Verilen metin
────────────────────

Karaduman, "hayat eve sığar" kampanyası ile salgının önüne geçilemediğinin görüldüğünü çünkü "hayat eve sığar" denilerek insanların ne açlığı ne yoksulluğu ne de evlerine ekmek götürebilmek için çalışmak zorunda oldukları gerçeğinin ortadan kalkmadığı değerlendirmesinde bulundu.

Hükümetin, insanları sokağa çıkmak zorunda bırakmayacak tedbirleri ivedi şekilde alması gerektiğinin altını çizen Karaduman, şöyle konuştu:

"İşçilerin ücretleri devletimiz tarafından karışlanmalı ve işverenlere yeni bir yük yüklenmemelidir. Bu süreçte esnafımızın kirası devlet tarafından üstülenilmelidir. Kayıtsız ve gündelik çalışan işçilerimizin ücretleri valiliğe yapılan bağışlardan karşılanmalıdır. Vatandaşlarımızın bu süreçte elektrik, doğal gaz, su faturalarının ertelenmesi gerekmektedir. Ülkemizde 82 milyon insanımızın her birinin TC kimlik numalarına 1000'er lira destek sağlanmalıdır."

Karaduman, daha sonra gazetecilerin, bağış kampanyalarına ilişkin görüşlerini sorması üzerine, devletin en önemli varlık sebeplerinden birisinin, insanına ekonomik ve sosyal olarak bütün yönleriyle yaşanabilir bir hayatı vadetmek ve onları insan onuruna yaraşır bir hayata sevk etmek olduğunu söyledi.

Sosyal devletin varlığının özellikle kriz dönemlerinde ortaya çıktığını belirten Karaduman, şöyle devam etti:

"Ancak devletin, soysal devlet anlayışından her geçen gün uzaklaştığını görüyoruz. Elbette biz vakıf kültürünü içselleştirmiş bir topluluğuz ama burada devlet olmanın gereği, insanları muhanete muhtaç etmeyecek bir hayatı kendilerine teslim etmektir.

Biz bu bağış kampanyasını elbette önemli görüyoruz ama devletin yapması gereken bunun ötesinde hareketler olmalıdır. Bu anlamda yerel yönetimlerin de yaptığı kampanyalar var. Belediyelerin bu yöndeki faaliyeti kendilerine tanınmış yasal bir haktır. Burada siyasi iktidar 'ya benimsin ya toprağın' anlayışını ortaya koymaya kalkarsa insanlarımızın devlete güveni kırılacaktır. Belediyelerin bu çalışmaları gerçekleştirmesini önemli görüyoruz. Belediyelerin kampanyalarının engellenmesi Sayın Cumhurbaşkanı'nın başlattığı kampanyaya güveni ortadan kaldırmaktadır."

────────────────────

Bir veri kümesinde listelenen öğeler
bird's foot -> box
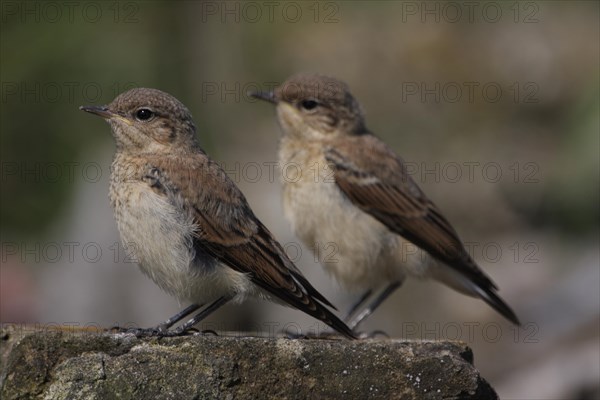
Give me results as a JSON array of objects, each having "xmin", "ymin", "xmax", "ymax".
[{"xmin": 355, "ymin": 330, "xmax": 390, "ymax": 339}]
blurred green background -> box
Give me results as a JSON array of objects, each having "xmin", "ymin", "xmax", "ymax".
[{"xmin": 0, "ymin": 1, "xmax": 600, "ymax": 399}]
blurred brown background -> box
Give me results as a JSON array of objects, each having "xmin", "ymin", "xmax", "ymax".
[{"xmin": 0, "ymin": 1, "xmax": 600, "ymax": 399}]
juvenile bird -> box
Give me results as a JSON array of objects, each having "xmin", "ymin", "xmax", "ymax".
[
  {"xmin": 81, "ymin": 88, "xmax": 354, "ymax": 338},
  {"xmin": 251, "ymin": 74, "xmax": 519, "ymax": 329}
]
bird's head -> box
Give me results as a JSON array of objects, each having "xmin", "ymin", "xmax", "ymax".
[
  {"xmin": 80, "ymin": 88, "xmax": 196, "ymax": 152},
  {"xmin": 251, "ymin": 74, "xmax": 366, "ymax": 140}
]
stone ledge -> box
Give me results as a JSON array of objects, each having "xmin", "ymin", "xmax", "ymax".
[{"xmin": 0, "ymin": 327, "xmax": 497, "ymax": 399}]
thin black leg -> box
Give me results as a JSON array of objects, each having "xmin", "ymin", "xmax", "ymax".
[
  {"xmin": 169, "ymin": 296, "xmax": 233, "ymax": 335},
  {"xmin": 155, "ymin": 304, "xmax": 202, "ymax": 331},
  {"xmin": 348, "ymin": 282, "xmax": 402, "ymax": 330}
]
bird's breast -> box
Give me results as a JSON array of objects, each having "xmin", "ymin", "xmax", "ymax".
[
  {"xmin": 109, "ymin": 161, "xmax": 225, "ymax": 302},
  {"xmin": 279, "ymin": 142, "xmax": 401, "ymax": 289}
]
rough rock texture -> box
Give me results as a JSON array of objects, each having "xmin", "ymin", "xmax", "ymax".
[{"xmin": 0, "ymin": 327, "xmax": 497, "ymax": 399}]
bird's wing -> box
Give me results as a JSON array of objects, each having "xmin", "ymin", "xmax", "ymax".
[
  {"xmin": 325, "ymin": 134, "xmax": 520, "ymax": 325},
  {"xmin": 325, "ymin": 134, "xmax": 496, "ymax": 289},
  {"xmin": 141, "ymin": 151, "xmax": 354, "ymax": 337}
]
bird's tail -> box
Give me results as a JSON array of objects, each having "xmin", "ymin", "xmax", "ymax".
[{"xmin": 434, "ymin": 265, "xmax": 521, "ymax": 326}]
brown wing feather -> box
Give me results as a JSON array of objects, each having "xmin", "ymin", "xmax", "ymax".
[
  {"xmin": 144, "ymin": 153, "xmax": 354, "ymax": 338},
  {"xmin": 325, "ymin": 134, "xmax": 496, "ymax": 289}
]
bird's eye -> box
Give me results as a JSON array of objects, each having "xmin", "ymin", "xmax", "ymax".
[
  {"xmin": 300, "ymin": 100, "xmax": 319, "ymax": 111},
  {"xmin": 135, "ymin": 108, "xmax": 154, "ymax": 121}
]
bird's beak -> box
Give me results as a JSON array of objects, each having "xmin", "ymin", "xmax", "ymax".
[
  {"xmin": 79, "ymin": 106, "xmax": 115, "ymax": 119},
  {"xmin": 248, "ymin": 92, "xmax": 277, "ymax": 104}
]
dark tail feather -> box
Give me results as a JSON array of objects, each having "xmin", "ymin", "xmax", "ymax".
[{"xmin": 478, "ymin": 288, "xmax": 521, "ymax": 326}]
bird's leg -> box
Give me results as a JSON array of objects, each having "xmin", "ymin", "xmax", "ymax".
[
  {"xmin": 110, "ymin": 304, "xmax": 202, "ymax": 336},
  {"xmin": 344, "ymin": 289, "xmax": 373, "ymax": 322},
  {"xmin": 166, "ymin": 295, "xmax": 233, "ymax": 336},
  {"xmin": 154, "ymin": 304, "xmax": 202, "ymax": 332},
  {"xmin": 348, "ymin": 281, "xmax": 402, "ymax": 330}
]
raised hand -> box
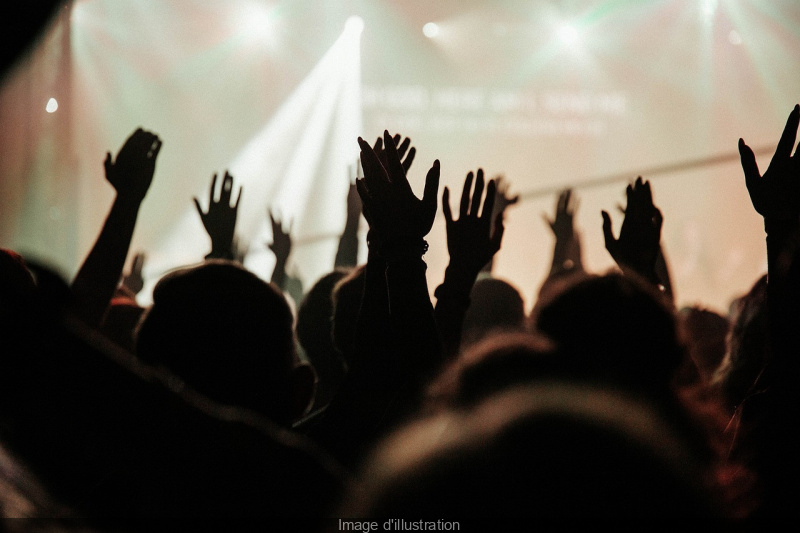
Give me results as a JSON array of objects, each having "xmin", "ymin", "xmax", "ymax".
[
  {"xmin": 602, "ymin": 176, "xmax": 663, "ymax": 281},
  {"xmin": 194, "ymin": 171, "xmax": 242, "ymax": 259},
  {"xmin": 739, "ymin": 105, "xmax": 800, "ymax": 222},
  {"xmin": 442, "ymin": 169, "xmax": 504, "ymax": 275},
  {"xmin": 103, "ymin": 128, "xmax": 161, "ymax": 203},
  {"xmin": 267, "ymin": 209, "xmax": 292, "ymax": 264},
  {"xmin": 122, "ymin": 252, "xmax": 146, "ymax": 294},
  {"xmin": 372, "ymin": 133, "xmax": 417, "ymax": 174},
  {"xmin": 356, "ymin": 131, "xmax": 439, "ymax": 255},
  {"xmin": 543, "ymin": 188, "xmax": 583, "ymax": 275},
  {"xmin": 492, "ymin": 175, "xmax": 519, "ymax": 220},
  {"xmin": 544, "ymin": 188, "xmax": 578, "ymax": 242},
  {"xmin": 70, "ymin": 128, "xmax": 161, "ymax": 326}
]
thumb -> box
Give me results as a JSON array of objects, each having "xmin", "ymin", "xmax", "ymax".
[
  {"xmin": 422, "ymin": 159, "xmax": 440, "ymax": 222},
  {"xmin": 739, "ymin": 139, "xmax": 761, "ymax": 192},
  {"xmin": 602, "ymin": 211, "xmax": 617, "ymax": 252}
]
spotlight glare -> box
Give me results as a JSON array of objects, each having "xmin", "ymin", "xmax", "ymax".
[
  {"xmin": 422, "ymin": 22, "xmax": 439, "ymax": 39},
  {"xmin": 344, "ymin": 15, "xmax": 364, "ymax": 35}
]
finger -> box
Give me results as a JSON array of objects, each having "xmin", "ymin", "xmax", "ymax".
[
  {"xmin": 739, "ymin": 139, "xmax": 761, "ymax": 189},
  {"xmin": 490, "ymin": 211, "xmax": 506, "ymax": 255},
  {"xmin": 569, "ymin": 195, "xmax": 580, "ymax": 216},
  {"xmin": 458, "ymin": 172, "xmax": 474, "ymax": 220},
  {"xmin": 642, "ymin": 181, "xmax": 653, "ymax": 205},
  {"xmin": 422, "ymin": 159, "xmax": 441, "ymax": 220},
  {"xmin": 193, "ymin": 196, "xmax": 206, "ymax": 220},
  {"xmin": 219, "ymin": 170, "xmax": 233, "ymax": 206},
  {"xmin": 481, "ymin": 180, "xmax": 497, "ymax": 221},
  {"xmin": 653, "ymin": 207, "xmax": 664, "ymax": 230},
  {"xmin": 773, "ymin": 104, "xmax": 800, "ymax": 158},
  {"xmin": 403, "ymin": 146, "xmax": 417, "ymax": 175},
  {"xmin": 150, "ymin": 137, "xmax": 163, "ymax": 159},
  {"xmin": 394, "ymin": 134, "xmax": 411, "ymax": 159},
  {"xmin": 469, "ymin": 168, "xmax": 484, "ymax": 214},
  {"xmin": 442, "ymin": 187, "xmax": 453, "ymax": 227},
  {"xmin": 559, "ymin": 189, "xmax": 572, "ymax": 213},
  {"xmin": 358, "ymin": 137, "xmax": 386, "ymax": 189},
  {"xmin": 208, "ymin": 174, "xmax": 217, "ymax": 204},
  {"xmin": 383, "ymin": 130, "xmax": 410, "ymax": 187},
  {"xmin": 601, "ymin": 211, "xmax": 616, "ymax": 252},
  {"xmin": 356, "ymin": 179, "xmax": 374, "ymax": 227}
]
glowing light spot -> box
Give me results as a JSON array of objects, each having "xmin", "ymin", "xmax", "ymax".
[
  {"xmin": 344, "ymin": 15, "xmax": 364, "ymax": 35},
  {"xmin": 422, "ymin": 22, "xmax": 439, "ymax": 39},
  {"xmin": 556, "ymin": 23, "xmax": 580, "ymax": 46},
  {"xmin": 231, "ymin": 2, "xmax": 275, "ymax": 43}
]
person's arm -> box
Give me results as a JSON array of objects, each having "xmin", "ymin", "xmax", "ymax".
[
  {"xmin": 194, "ymin": 171, "xmax": 242, "ymax": 260},
  {"xmin": 122, "ymin": 252, "xmax": 147, "ymax": 294},
  {"xmin": 71, "ymin": 128, "xmax": 161, "ymax": 326},
  {"xmin": 434, "ymin": 169, "xmax": 504, "ymax": 358},
  {"xmin": 732, "ymin": 105, "xmax": 800, "ymax": 525}
]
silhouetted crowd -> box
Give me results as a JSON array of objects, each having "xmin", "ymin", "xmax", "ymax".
[{"xmin": 0, "ymin": 8, "xmax": 800, "ymax": 532}]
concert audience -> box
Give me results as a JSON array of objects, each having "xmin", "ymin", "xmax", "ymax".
[{"xmin": 0, "ymin": 10, "xmax": 800, "ymax": 531}]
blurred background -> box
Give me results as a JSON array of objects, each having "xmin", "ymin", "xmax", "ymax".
[{"xmin": 0, "ymin": 0, "xmax": 800, "ymax": 312}]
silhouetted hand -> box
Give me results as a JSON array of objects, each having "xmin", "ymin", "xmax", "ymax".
[
  {"xmin": 268, "ymin": 210, "xmax": 292, "ymax": 264},
  {"xmin": 543, "ymin": 188, "xmax": 583, "ymax": 274},
  {"xmin": 372, "ymin": 133, "xmax": 417, "ymax": 177},
  {"xmin": 492, "ymin": 175, "xmax": 519, "ymax": 221},
  {"xmin": 103, "ymin": 128, "xmax": 161, "ymax": 203},
  {"xmin": 347, "ymin": 181, "xmax": 361, "ymax": 220},
  {"xmin": 739, "ymin": 105, "xmax": 800, "ymax": 222},
  {"xmin": 194, "ymin": 171, "xmax": 242, "ymax": 259},
  {"xmin": 544, "ymin": 188, "xmax": 578, "ymax": 242},
  {"xmin": 602, "ymin": 177, "xmax": 663, "ymax": 280},
  {"xmin": 442, "ymin": 169, "xmax": 504, "ymax": 274},
  {"xmin": 356, "ymin": 131, "xmax": 439, "ymax": 255},
  {"xmin": 122, "ymin": 252, "xmax": 146, "ymax": 294}
]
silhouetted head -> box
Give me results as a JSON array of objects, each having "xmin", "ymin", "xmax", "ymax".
[
  {"xmin": 136, "ymin": 260, "xmax": 314, "ymax": 425},
  {"xmin": 426, "ymin": 332, "xmax": 560, "ymax": 412},
  {"xmin": 296, "ymin": 268, "xmax": 350, "ymax": 408},
  {"xmin": 712, "ymin": 274, "xmax": 770, "ymax": 408},
  {"xmin": 461, "ymin": 277, "xmax": 525, "ymax": 346},
  {"xmin": 337, "ymin": 381, "xmax": 725, "ymax": 531},
  {"xmin": 531, "ymin": 272, "xmax": 685, "ymax": 394},
  {"xmin": 333, "ymin": 265, "xmax": 367, "ymax": 361}
]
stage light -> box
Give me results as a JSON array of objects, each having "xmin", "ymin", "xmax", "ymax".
[
  {"xmin": 700, "ymin": 0, "xmax": 717, "ymax": 22},
  {"xmin": 231, "ymin": 2, "xmax": 275, "ymax": 44},
  {"xmin": 422, "ymin": 22, "xmax": 439, "ymax": 39},
  {"xmin": 344, "ymin": 15, "xmax": 364, "ymax": 35},
  {"xmin": 556, "ymin": 23, "xmax": 580, "ymax": 46}
]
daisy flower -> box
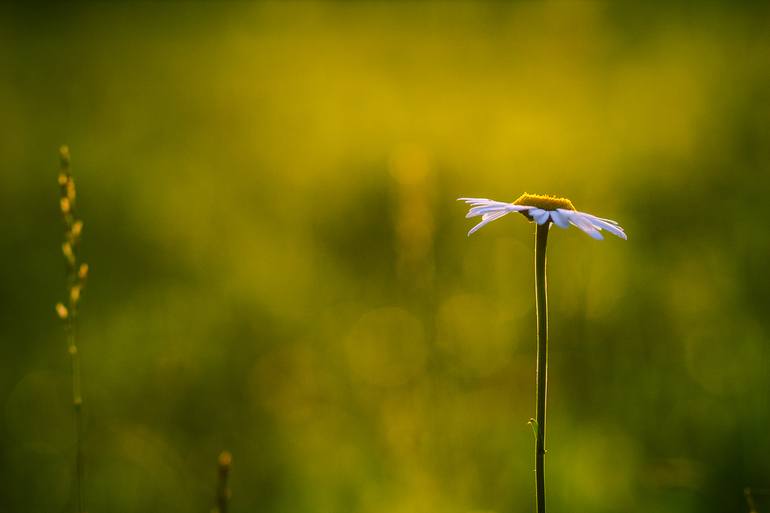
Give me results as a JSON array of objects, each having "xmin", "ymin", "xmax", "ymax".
[{"xmin": 458, "ymin": 193, "xmax": 627, "ymax": 240}]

────────────────────

Verilen alıştırma
Karaduman'ın açıklamalarını aktaran metinde "Sosyal devletin varlığının" sözlerinden başlayıp "kendilerine teslim etmektir." sözlerine kadar uzanan bölümün tamamını kelimesi kelimesine aktarın.

Yazılı cevap
Sosyal devletin varlığının özellikle kriz dönemlerinde ortaya çıktığını belirten Karaduman, şöyle devam etti:

"Ancak devletin, soysal devlet anlayışından her geçen gün uzaklaştığını görüyoruz. Elbette biz vakıf kültürünü içselleştirmiş bir topluluğuz ama burada devlet olmanın gereği, insanları muhanete muhtaç etmeyecek bir hayatı kendilerine teslim etmektir.